## What to work on
a. Using the award text about Ciarra, answer each question on its own line, with the same mark:
(i) In what month and year did Ciarra become Nurse Manager of the Cardiothoracic Stepdown Unit?
(ii) Under the Dual Skin Assessment, how many nurses check a patient's skin when the patient arrives on the unit?
(iii) After the assessment was put in place, how long did the unit go with zero avoidable pressure injuries?
b. Resume the award text about Ciarra where it stops, and write the next part.

## Supplied text
2022 AWARD WINNERS
BSN, RN, PCCN
Cardiothoracic Stepdown Unit DMP 6 East
Duke University Hospital
DNP, NP-C, AACC, FAANP
Ciarra became the Nurse Manager of the Cardiothoracic Stepdown Unit in August 2021. She has worked on the unit since 2012, first as a staff nurse, and then as a Clinical Lead. She is dedicated to incorporating evidence-based care onto the unit, and takes time to explain the “why” to staff and patients. She empowers staff, mostly by being a facilitator for the Clinical Ladder process. A supportive leader, she brought new and seasoned staff together to build a positive work culture. She has always felt that 6 East is her family; and she guides her staff to be the best that they can be. Ciarra has been a true change agent, ensuring the unit’s forward progression.
This nurse is a role model of integrity, she is always honest, gracious and trustworthy – not just with patient care, but with staff as well. When a tough situation is presented, she approaches it with grace, respect and patience that we all strive for. She always highlights her team members’ accomplishments and continuously encourages others to get to their goal. She prioritizes the accomplishments of others even more so than her own. This nurse is also a reliable leader, staff can always count on her to be there for them in times of need, whenever staff have a question, and is always accountable for her actions.
For her CNIV project, she created the Dual Skin Assessment where two nurses assess the skin of a patient upon arrival to our unit – including procedures that require the patient to be off the unit for more than four hours (e.g., dialysis). This process is used across many units within our specific patient population and has prevented many pressure injuries and prompted care for skin wounds that may have been noticed later. After implementation, the unit went more than two years with zero avoidable pressure injuries as a result of this assessment process and collaborating with our wound care nurses for prevention methods. She went on to become manager of the unit and has made great changes with staff retention, staff well-being, improving unit leadership communication with staff, and building trust with staff members.

## Input data
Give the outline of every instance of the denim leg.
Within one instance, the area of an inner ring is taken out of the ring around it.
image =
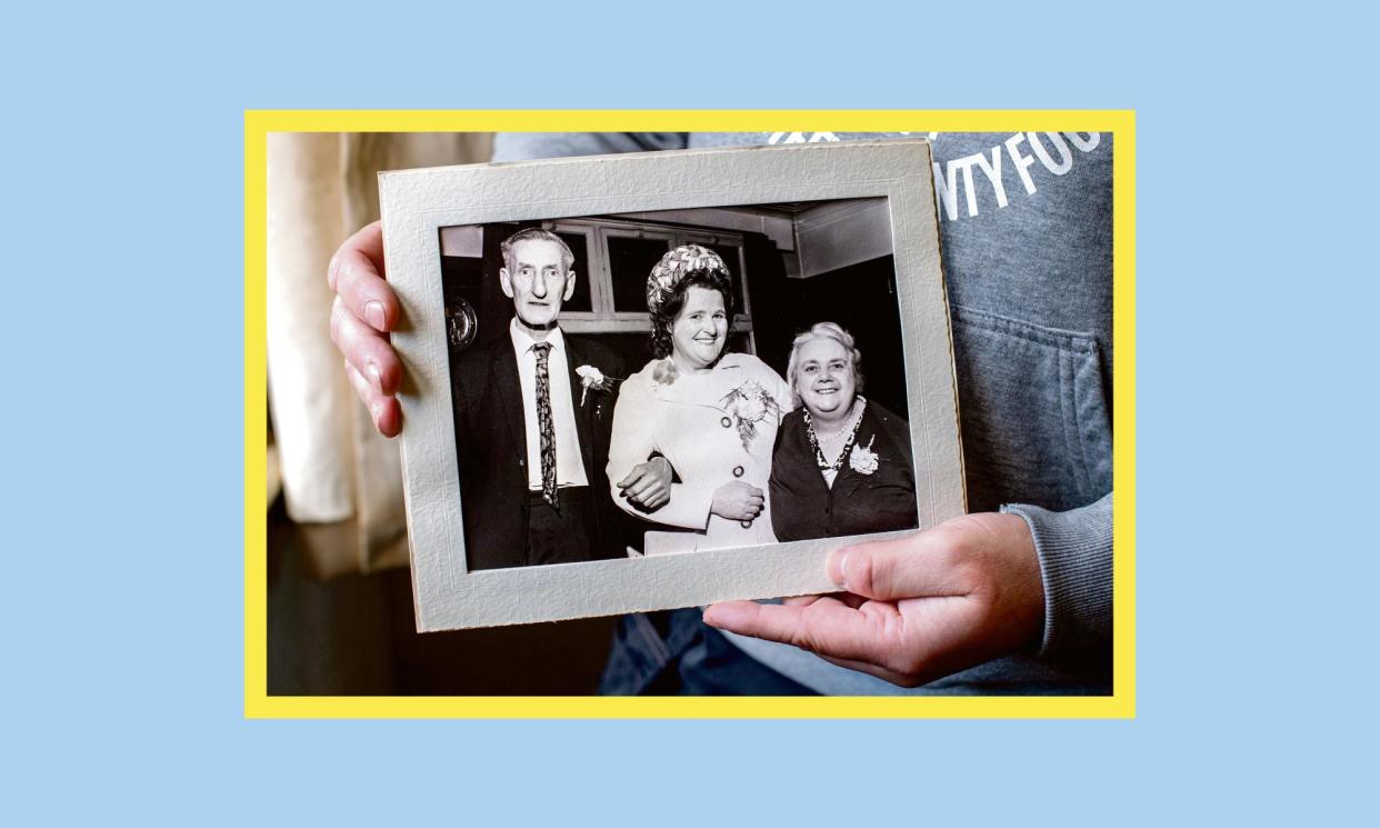
[[[702,621],[698,607],[624,615],[602,696],[814,696]]]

## Responses by task
a.
(i) August 2021
(ii) Two
(iii) More than two years

b.
During her involvement on the Unit Orientation Committee, she recognized that new nurses were having difficulty understanding specific topics related to patient care. When she became the Clinical Lead and was fully responsible for onboarding new staff, she created the unit’s passport. This passport guided new hires to meet with champions from multiple committees as well as CNIIIs to review patient topics such as diabetes, hospital-acquired infections (HAIs), falls/MOVES, scheduling, etc. The staff reported having a better understanding after utilizing the passport, and it is still used with new hires today. She also recognized that new hires didn’t find the large notebook supplied to them with orientation documentations helpful. She created a QR Code that is used to easily reference the notebook without the physical papers.
This nurse is always willing to help out anyone in need. When she walks the halls, she stops whatever she is doing if someone in need. This is a very busy unit and the patience and willingness to stop and help anyone speaks to the integrity of her collaboration. She makes an impression on the patients she speaks to. She is always so great at making those who are nervous or scared feel at ease. When she interacts with the staff, she is so personable that she can get even the most introverted person to open up and talk. This nurse also has strong relationships with interdisciplinary colleagues. Many times, a provider will ask her for an opinion or advice on a problem. She makes herself available and is always approachable by all disciplines.
As the unit manager now, this nurse takes great care in listening to the needs of each and every staff member. She has come to understand that each person has a different way of processing, accepting, learning and receiving feedback. She can sit with five different people, each with a completely different personality and at the end of the conversation each person will feel that their needs were met. She has a way of listening to a person, relating to them, giving them praise and constructive criticism all while focusing on their personal and career goals. She is welcoming, approachable and staff feel supported by her.
This nurse exemplifies the values of a Duke Nurse through her caring nature, positive spirit and culture of safety.